— begin Materials provided —

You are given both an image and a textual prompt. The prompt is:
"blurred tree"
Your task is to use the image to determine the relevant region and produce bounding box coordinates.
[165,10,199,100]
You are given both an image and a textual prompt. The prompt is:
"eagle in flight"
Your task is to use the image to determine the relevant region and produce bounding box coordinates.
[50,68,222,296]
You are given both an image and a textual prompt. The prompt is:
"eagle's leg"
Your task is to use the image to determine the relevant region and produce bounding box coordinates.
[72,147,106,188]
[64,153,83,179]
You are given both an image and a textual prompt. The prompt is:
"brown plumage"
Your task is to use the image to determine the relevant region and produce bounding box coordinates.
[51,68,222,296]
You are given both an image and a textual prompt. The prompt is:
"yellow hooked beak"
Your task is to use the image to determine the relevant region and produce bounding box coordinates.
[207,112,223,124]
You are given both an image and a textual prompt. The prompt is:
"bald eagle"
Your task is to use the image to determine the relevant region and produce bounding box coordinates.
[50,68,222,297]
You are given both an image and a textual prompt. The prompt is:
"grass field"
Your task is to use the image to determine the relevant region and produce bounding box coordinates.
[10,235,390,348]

— end Materials provided —

Your goal: Pull out every line of the data above that contains the word "eagle". Case counts.

Expected answer:
"eagle in flight"
"eagle's leg"
"bald eagle"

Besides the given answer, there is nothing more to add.